**Brief**:
The records must be returned word for word.

**Supplied information**:
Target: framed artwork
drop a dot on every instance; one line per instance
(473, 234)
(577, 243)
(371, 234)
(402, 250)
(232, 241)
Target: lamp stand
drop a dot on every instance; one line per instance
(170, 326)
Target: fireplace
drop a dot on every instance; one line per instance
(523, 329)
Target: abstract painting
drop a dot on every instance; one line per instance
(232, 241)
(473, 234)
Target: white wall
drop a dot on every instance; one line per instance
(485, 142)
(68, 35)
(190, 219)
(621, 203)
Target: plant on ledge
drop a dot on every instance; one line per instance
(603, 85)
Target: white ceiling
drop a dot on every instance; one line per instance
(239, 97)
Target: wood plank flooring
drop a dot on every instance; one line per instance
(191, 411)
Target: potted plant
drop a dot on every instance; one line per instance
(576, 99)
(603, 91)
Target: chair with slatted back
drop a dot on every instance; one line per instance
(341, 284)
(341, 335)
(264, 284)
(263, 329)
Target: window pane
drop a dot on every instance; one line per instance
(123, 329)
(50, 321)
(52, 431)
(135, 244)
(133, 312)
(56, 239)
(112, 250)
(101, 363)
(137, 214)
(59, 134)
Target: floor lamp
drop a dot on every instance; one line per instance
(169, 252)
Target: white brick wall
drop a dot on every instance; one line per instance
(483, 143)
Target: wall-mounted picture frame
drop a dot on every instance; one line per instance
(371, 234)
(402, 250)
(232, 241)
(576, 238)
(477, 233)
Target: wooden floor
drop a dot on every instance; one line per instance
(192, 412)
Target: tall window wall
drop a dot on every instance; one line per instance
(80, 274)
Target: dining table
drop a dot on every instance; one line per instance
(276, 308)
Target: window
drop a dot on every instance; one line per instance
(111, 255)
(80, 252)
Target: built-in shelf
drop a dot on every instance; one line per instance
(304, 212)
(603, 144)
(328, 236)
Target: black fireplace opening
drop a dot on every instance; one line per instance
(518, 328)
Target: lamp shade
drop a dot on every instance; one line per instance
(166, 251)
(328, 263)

**Written response**:
Target: framed artwork
drop a dot on every instance; one line per instance
(473, 234)
(577, 243)
(371, 234)
(402, 250)
(232, 241)
Target: lamp stand
drop a dot on every instance; one line per instance
(170, 326)
Target: fireplace
drop a dot on every instance; one line per instance
(523, 329)
Target: abstract painting
drop a dot on every instance; one line per instance
(232, 241)
(473, 234)
Target: white wall
drop a dot on every instance; one line per instance
(485, 142)
(68, 35)
(190, 219)
(621, 203)
Target: plant on ledge
drop a dot on every instance; one line per instance
(603, 85)
Target: white ceiling
drop a dot on every instance; one line per instance
(239, 97)
Target: wood plank flooring
drop a dot on every instance; one line per instance
(191, 411)
Target: potted plant
drop a dot on every instance; one line per instance
(576, 99)
(603, 91)
Target: chair with slatted back
drop a dot on every instance; one line per instance
(341, 284)
(341, 335)
(264, 284)
(263, 329)
Target: window pane
drop a dot on every instance; one line per instance
(123, 329)
(50, 321)
(52, 431)
(135, 244)
(133, 312)
(56, 239)
(112, 250)
(101, 363)
(137, 214)
(59, 134)
Target: floor lamp
drop a dot on every instance; one line per instance
(169, 252)
Target: white brick wall
drop a dot on every instance; one line per instance
(483, 143)
Target: wall-mounted picture frame
drop a dot on every instance; one line per instance
(371, 234)
(402, 250)
(232, 241)
(576, 238)
(477, 233)
Target: wooden floor
drop a dot on every instance; one line per instance
(192, 412)
Target: tall window wall
drop a dot on every instance; one line per instance
(80, 274)
Target: dining table
drop a dot on every instance; one line per instance
(276, 308)
Target: window
drop a dot on every instance; one line per instance
(111, 255)
(80, 252)
Target: built-in shelf
drop a dot on every instance; one line per instance
(304, 212)
(603, 144)
(328, 236)
Target: black fireplace opening
drop a dot on every instance; one line per instance
(518, 328)
Target: lamp shade
drop a dot on every instance; one line per instance
(166, 251)
(328, 263)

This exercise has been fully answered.